Reading text |
Archive for category 3D printing
What happens is the hot (230C) plastic is laid down onto the old cold layer of plastic. Then the plastic cools and a new layer is laid on top. That layering builds up and shears, resulting in the plastic separating. To prevent this, one builds the parts inside a heated chamber. Why are there so few heated chambers on standard printers? Well, bad news, it is patented (expires in June 2020). Good news, not selling the product and can do it for my own things.
A key issue with the heated chamber is that it needs to be around 90C. This temperature is bad for motors and acrylic isn’t too strong at that temperature so I designed away. Above is the Version 3(ish). Version 0 first though!
Version 0 was a wooden structure mounted around the Kossal Delta printer. This design was cut out of wood and was mostly complete, but there were several key flaws with the whole setup. The largest being that the arms hit the frame and the holes in the frame were too large. This caused the whole design to fall apart and was taken apart shortly after being built. Didn’t even take a photo of it it was so bad.

What to work on |
Decide whether each statement agrees with the post on heated chambers for 3D printing, answering yes or no and quoting the words of the post that settle it: 1. The heated chamber needs to be around 90C. 2. Version 0 was built from acrylic. 3. A photo was taken of Version 0. You won't need the lines that come next.

Records of labeled points:
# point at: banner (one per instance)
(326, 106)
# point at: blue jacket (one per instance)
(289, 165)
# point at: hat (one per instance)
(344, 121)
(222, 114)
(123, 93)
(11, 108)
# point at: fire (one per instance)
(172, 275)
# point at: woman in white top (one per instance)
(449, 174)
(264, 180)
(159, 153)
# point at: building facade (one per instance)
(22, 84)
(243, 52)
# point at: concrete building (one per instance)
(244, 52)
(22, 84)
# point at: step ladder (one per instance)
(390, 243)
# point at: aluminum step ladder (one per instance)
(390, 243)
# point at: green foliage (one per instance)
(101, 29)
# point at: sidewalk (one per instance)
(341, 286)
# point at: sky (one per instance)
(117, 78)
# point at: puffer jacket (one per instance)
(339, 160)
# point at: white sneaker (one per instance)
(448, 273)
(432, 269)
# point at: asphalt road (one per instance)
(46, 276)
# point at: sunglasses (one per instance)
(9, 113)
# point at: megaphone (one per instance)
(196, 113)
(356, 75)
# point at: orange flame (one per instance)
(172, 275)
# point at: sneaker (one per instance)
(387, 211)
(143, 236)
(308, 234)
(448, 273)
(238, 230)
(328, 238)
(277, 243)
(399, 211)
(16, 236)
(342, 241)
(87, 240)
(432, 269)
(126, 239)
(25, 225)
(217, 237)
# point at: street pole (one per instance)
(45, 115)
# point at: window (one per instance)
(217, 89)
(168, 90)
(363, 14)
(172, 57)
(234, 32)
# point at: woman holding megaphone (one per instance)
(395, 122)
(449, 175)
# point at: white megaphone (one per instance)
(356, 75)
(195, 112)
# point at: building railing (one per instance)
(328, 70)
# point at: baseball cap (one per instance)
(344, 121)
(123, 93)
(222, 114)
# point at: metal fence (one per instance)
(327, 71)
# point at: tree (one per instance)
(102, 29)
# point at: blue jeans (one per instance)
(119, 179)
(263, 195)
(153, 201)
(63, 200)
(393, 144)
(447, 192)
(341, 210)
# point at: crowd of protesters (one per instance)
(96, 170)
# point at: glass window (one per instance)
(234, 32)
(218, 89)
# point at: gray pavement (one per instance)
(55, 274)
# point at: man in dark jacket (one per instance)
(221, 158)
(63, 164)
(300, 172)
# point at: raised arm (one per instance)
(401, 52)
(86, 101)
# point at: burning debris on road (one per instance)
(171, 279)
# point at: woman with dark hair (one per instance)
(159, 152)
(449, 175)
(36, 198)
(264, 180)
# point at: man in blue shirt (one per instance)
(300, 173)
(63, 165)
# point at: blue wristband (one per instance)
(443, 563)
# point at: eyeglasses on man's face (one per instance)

Exercise output |
1. Yes: "A key issue with the heated chamber is that it needs to be around 90C."
2. No: "Version 0 was a wooden structure mounted around the Kossal Delta printer."
3. No: "Didn’t even take a photo of it it was so bad."